Entries drawn from a collection:
◆ ◆ ◆

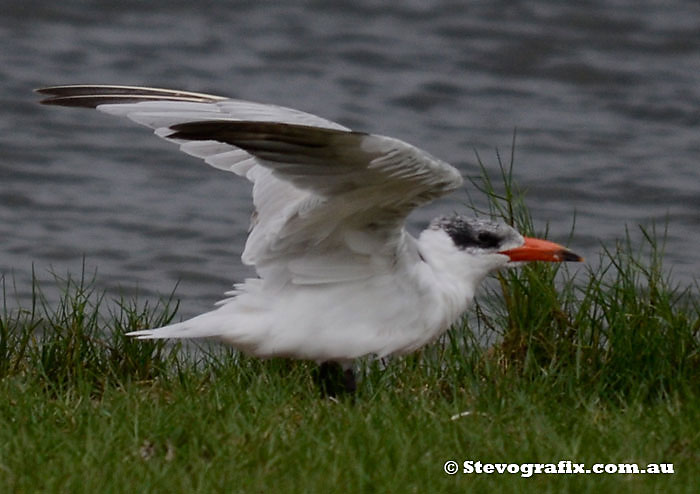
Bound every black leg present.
[314,362,357,398]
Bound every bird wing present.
[37,85,462,284]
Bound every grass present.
[0,152,700,493]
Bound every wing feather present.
[38,85,462,284]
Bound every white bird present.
[37,85,582,394]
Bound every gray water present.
[0,0,700,316]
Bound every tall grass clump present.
[454,144,700,402]
[0,269,177,392]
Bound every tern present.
[37,85,582,394]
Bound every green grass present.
[0,153,700,493]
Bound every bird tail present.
[126,311,226,340]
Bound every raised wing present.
[38,86,462,283]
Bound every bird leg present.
[314,362,357,398]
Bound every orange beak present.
[500,237,583,262]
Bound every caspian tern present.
[37,85,582,389]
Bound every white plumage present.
[39,86,580,363]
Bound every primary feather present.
[39,85,522,362]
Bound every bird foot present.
[314,362,357,398]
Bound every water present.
[0,0,700,316]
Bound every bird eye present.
[476,232,500,248]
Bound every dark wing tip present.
[34,84,227,108]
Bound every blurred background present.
[0,0,700,316]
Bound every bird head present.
[431,215,583,271]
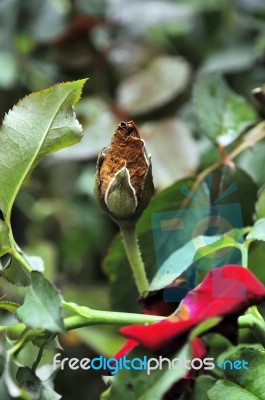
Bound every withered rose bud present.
[94,121,154,225]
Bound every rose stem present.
[120,225,149,296]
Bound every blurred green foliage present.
[0,0,265,400]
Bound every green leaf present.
[16,367,62,400]
[75,326,124,357]
[246,218,265,241]
[0,220,10,257]
[0,80,85,225]
[101,344,190,400]
[16,271,64,333]
[194,75,256,146]
[189,317,222,340]
[208,347,265,400]
[184,375,216,400]
[149,231,235,291]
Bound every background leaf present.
[194,75,256,146]
[0,80,85,223]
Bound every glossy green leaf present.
[0,80,85,224]
[183,375,216,400]
[207,381,256,400]
[194,75,256,146]
[208,347,265,400]
[16,271,64,333]
[255,187,265,219]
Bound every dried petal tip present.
[94,121,154,225]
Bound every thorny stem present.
[120,225,148,296]
[182,121,265,208]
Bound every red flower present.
[117,265,265,356]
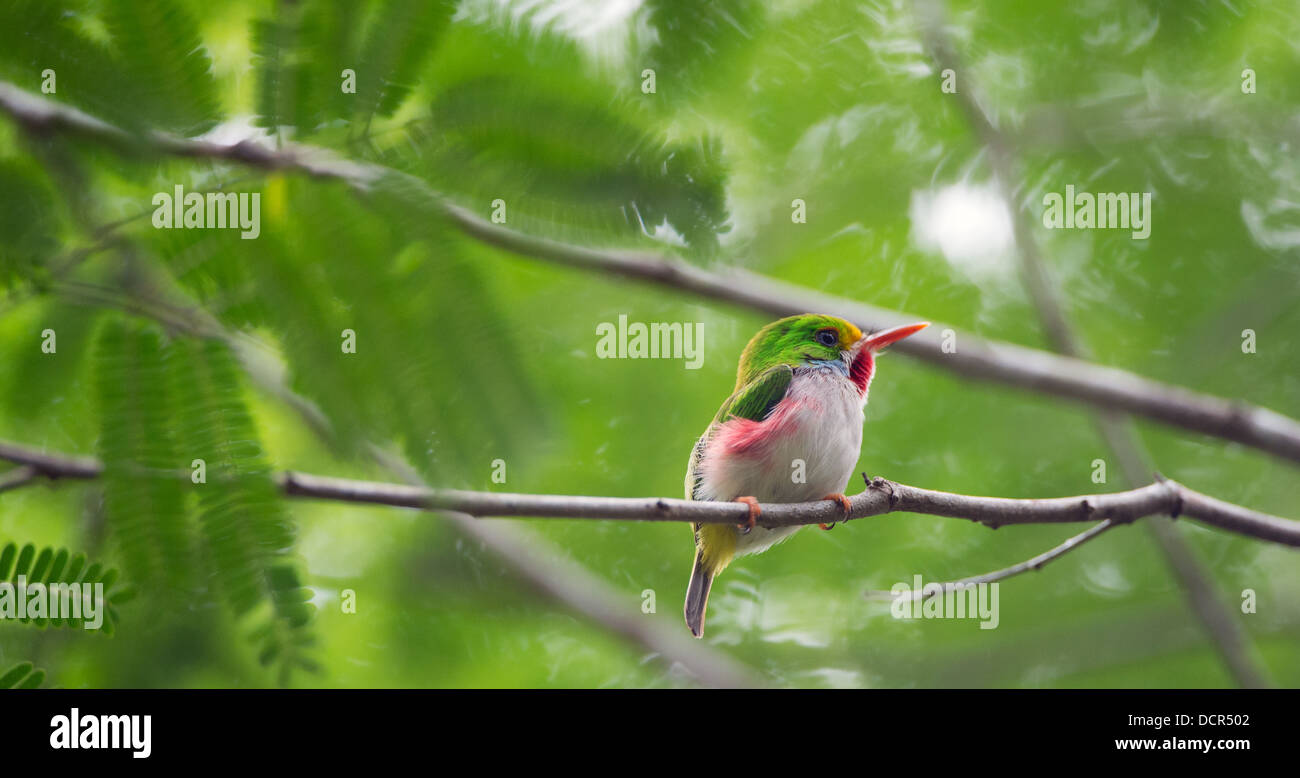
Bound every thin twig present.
[918,0,1271,688]
[865,519,1119,600]
[0,441,1300,548]
[0,82,1300,462]
[0,464,40,492]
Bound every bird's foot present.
[818,493,853,530]
[736,497,763,535]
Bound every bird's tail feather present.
[685,549,714,637]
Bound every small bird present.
[685,314,930,637]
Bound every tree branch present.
[865,519,1119,600]
[0,82,1300,462]
[0,442,1300,548]
[918,0,1271,688]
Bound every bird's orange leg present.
[736,497,763,532]
[818,493,853,530]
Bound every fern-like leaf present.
[95,316,195,598]
[0,662,46,690]
[0,543,135,637]
[170,341,313,681]
[104,0,220,135]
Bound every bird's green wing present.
[714,364,794,424]
[686,364,794,500]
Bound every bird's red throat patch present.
[849,349,876,394]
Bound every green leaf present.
[170,340,311,681]
[0,543,130,634]
[95,316,195,601]
[104,0,220,135]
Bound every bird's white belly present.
[701,371,865,556]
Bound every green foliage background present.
[0,0,1300,687]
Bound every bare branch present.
[0,464,40,492]
[918,0,1270,687]
[0,82,1300,462]
[865,519,1119,600]
[0,442,1300,548]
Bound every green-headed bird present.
[685,314,930,637]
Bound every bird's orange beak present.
[861,321,930,351]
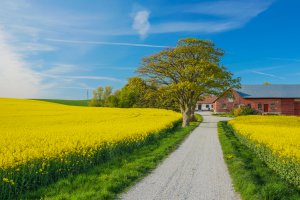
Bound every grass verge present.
[22,115,202,199]
[212,113,235,117]
[33,99,89,106]
[218,122,300,200]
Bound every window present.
[257,103,262,110]
[222,103,227,109]
[270,103,276,111]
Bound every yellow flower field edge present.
[229,116,300,189]
[0,99,181,199]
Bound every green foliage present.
[89,86,112,107]
[232,106,258,117]
[34,99,90,106]
[22,115,202,200]
[218,122,300,200]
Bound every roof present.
[197,96,217,104]
[235,85,300,99]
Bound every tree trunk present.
[191,106,196,122]
[181,106,191,127]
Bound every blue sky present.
[0,0,300,99]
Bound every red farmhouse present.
[213,85,300,115]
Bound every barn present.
[196,96,217,111]
[213,85,300,115]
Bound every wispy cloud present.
[149,0,274,34]
[132,10,150,39]
[0,28,42,98]
[184,0,274,19]
[249,70,285,80]
[44,38,171,48]
[39,73,125,82]
[270,57,300,62]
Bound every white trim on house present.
[196,103,213,111]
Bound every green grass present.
[23,115,202,200]
[212,113,235,117]
[218,122,300,200]
[34,99,89,106]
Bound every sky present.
[0,0,300,99]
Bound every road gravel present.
[121,112,239,200]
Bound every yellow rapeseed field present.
[0,98,181,199]
[0,99,180,168]
[229,116,300,188]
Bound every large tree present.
[137,38,240,127]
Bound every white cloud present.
[185,0,273,19]
[39,73,125,82]
[0,28,42,98]
[45,38,170,48]
[132,10,150,38]
[44,64,78,75]
[249,70,285,79]
[149,0,274,34]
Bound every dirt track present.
[121,112,239,200]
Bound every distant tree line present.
[90,38,240,127]
[89,76,179,111]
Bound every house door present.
[198,104,202,110]
[264,104,269,112]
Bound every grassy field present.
[229,116,300,189]
[0,99,181,199]
[218,122,300,200]
[33,99,89,106]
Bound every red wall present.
[214,91,300,115]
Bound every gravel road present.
[121,112,239,200]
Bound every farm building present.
[213,85,300,115]
[196,96,217,111]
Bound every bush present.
[232,106,258,116]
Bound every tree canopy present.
[137,38,240,126]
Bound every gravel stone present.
[121,112,240,200]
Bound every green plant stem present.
[218,122,300,200]
[22,115,202,199]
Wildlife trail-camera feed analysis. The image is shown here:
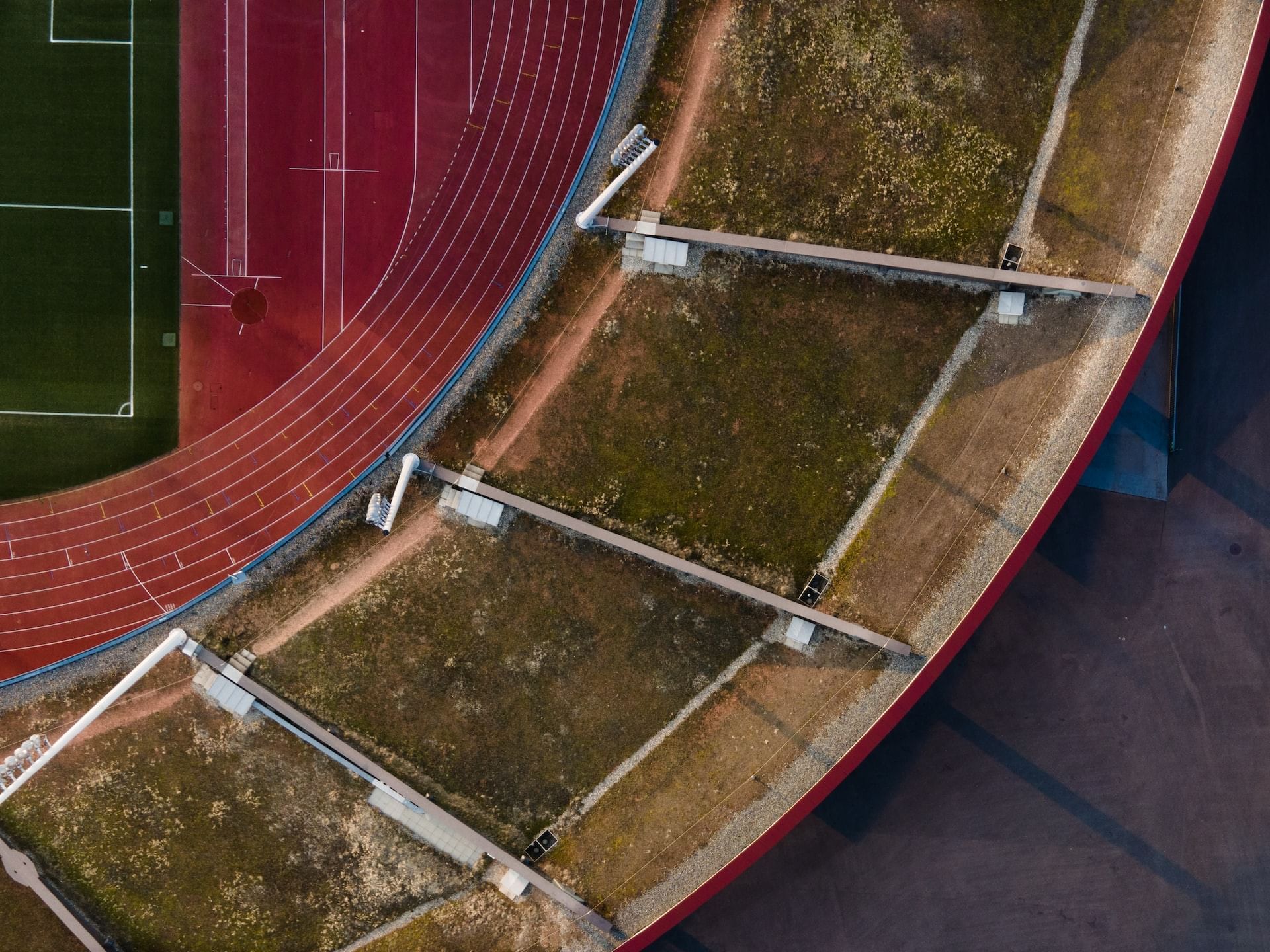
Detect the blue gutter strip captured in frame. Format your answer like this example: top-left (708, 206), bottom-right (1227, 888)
top-left (0, 0), bottom-right (644, 688)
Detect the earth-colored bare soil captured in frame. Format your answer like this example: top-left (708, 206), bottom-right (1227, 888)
top-left (545, 637), bottom-right (884, 914)
top-left (644, 0), bottom-right (732, 210)
top-left (1029, 0), bottom-right (1213, 280)
top-left (0, 869), bottom-right (77, 952)
top-left (254, 516), bottom-right (771, 848)
top-left (0, 695), bottom-right (466, 952)
top-left (251, 506), bottom-right (441, 655)
top-left (475, 258), bottom-right (624, 469)
top-left (358, 883), bottom-right (594, 952)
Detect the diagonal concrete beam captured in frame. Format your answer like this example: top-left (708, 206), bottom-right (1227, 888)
top-left (431, 463), bottom-right (911, 655)
top-left (595, 216), bottom-right (1138, 297)
top-left (194, 645), bottom-right (613, 932)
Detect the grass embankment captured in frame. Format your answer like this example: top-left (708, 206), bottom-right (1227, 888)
top-left (614, 0), bottom-right (1081, 264)
top-left (1030, 0), bottom-right (1200, 280)
top-left (438, 255), bottom-right (984, 592)
top-left (544, 635), bottom-right (889, 915)
top-left (198, 487), bottom-right (441, 658)
top-left (0, 871), bottom-right (76, 952)
top-left (0, 658), bottom-right (464, 952)
top-left (0, 0), bottom-right (179, 499)
top-left (364, 883), bottom-right (589, 952)
top-left (254, 516), bottom-right (770, 847)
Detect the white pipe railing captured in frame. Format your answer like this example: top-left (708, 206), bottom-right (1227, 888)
top-left (574, 139), bottom-right (657, 231)
top-left (366, 453), bottom-right (419, 536)
top-left (0, 628), bottom-right (189, 803)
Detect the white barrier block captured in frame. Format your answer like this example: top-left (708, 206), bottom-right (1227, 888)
top-left (785, 615), bottom-right (816, 645)
top-left (498, 869), bottom-right (530, 901)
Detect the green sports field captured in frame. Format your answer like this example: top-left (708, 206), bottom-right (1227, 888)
top-left (0, 0), bottom-right (179, 499)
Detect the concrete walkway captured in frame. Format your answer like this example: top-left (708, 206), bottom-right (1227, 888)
top-left (0, 840), bottom-right (105, 952)
top-left (595, 216), bottom-right (1138, 297)
top-left (194, 645), bottom-right (613, 932)
top-left (431, 463), bottom-right (911, 656)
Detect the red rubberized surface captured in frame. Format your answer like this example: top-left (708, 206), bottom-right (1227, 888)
top-left (0, 0), bottom-right (636, 680)
top-left (618, 7), bottom-right (1270, 952)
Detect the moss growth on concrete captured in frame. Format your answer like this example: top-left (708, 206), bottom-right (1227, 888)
top-left (490, 255), bottom-right (984, 593)
top-left (255, 516), bottom-right (771, 849)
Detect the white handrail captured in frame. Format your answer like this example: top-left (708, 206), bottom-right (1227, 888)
top-left (574, 139), bottom-right (657, 231)
top-left (0, 628), bottom-right (189, 803)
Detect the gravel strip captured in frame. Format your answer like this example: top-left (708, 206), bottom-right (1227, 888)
top-left (1007, 0), bottom-right (1099, 249)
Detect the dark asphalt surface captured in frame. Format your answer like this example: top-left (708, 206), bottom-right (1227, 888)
top-left (653, 65), bottom-right (1270, 952)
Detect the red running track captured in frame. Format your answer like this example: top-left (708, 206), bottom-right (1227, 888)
top-left (0, 0), bottom-right (638, 683)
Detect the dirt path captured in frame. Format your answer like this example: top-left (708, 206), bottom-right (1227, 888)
top-left (644, 0), bottom-right (732, 210)
top-left (242, 7), bottom-right (732, 655)
top-left (75, 678), bottom-right (192, 744)
top-left (251, 505), bottom-right (441, 655)
top-left (472, 262), bottom-right (622, 469)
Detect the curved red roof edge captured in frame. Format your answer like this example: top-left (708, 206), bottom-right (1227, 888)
top-left (618, 5), bottom-right (1270, 952)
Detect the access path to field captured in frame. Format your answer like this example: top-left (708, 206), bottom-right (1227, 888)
top-left (0, 0), bottom-right (638, 683)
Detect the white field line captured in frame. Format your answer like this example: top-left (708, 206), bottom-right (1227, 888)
top-left (339, 0), bottom-right (348, 330)
top-left (0, 404), bottom-right (132, 420)
top-left (242, 0), bottom-right (251, 274)
top-left (224, 0), bottom-right (230, 274)
top-left (0, 0), bottom-right (620, 627)
top-left (319, 0), bottom-right (330, 350)
top-left (287, 165), bottom-right (378, 174)
top-left (817, 0), bottom-right (1097, 575)
top-left (48, 0), bottom-right (132, 46)
top-left (128, 0), bottom-right (137, 415)
top-left (353, 0), bottom-right (421, 321)
top-left (0, 202), bottom-right (132, 214)
top-left (573, 635), bottom-right (762, 826)
top-left (181, 255), bottom-right (241, 297)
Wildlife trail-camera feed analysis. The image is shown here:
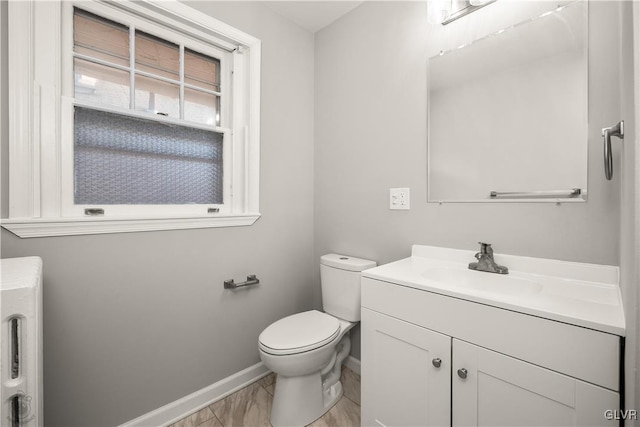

◆ ◆ ◆

_Task_. Can you give the part of the material that opens with the line containing "Bound every dark wing tip present." and closes with the line containing "[0,0,265,400]" as a Markdown table with the columns Row and Line? Number each line, skip blank lines, and leave the pictures out.

_Task response_.
| Row | Line |
|---|---|
| 1 | Bound every dark wing tip present. |
| 2 | [34,84,227,108] |
| 3 | Bound every blurred background present. |
| 4 | [0,0,700,316] |
| 5 | Bound every bird head present. |
| 6 | [431,215,583,271] |
| 7 | Bound every withered rose bud present. |
| 8 | [94,121,154,225] |
| 9 | Bound every rose stem present. |
| 10 | [120,225,149,296] |
| 11 | Bound every blurred green foliage present. |
| 12 | [0,0,265,400] |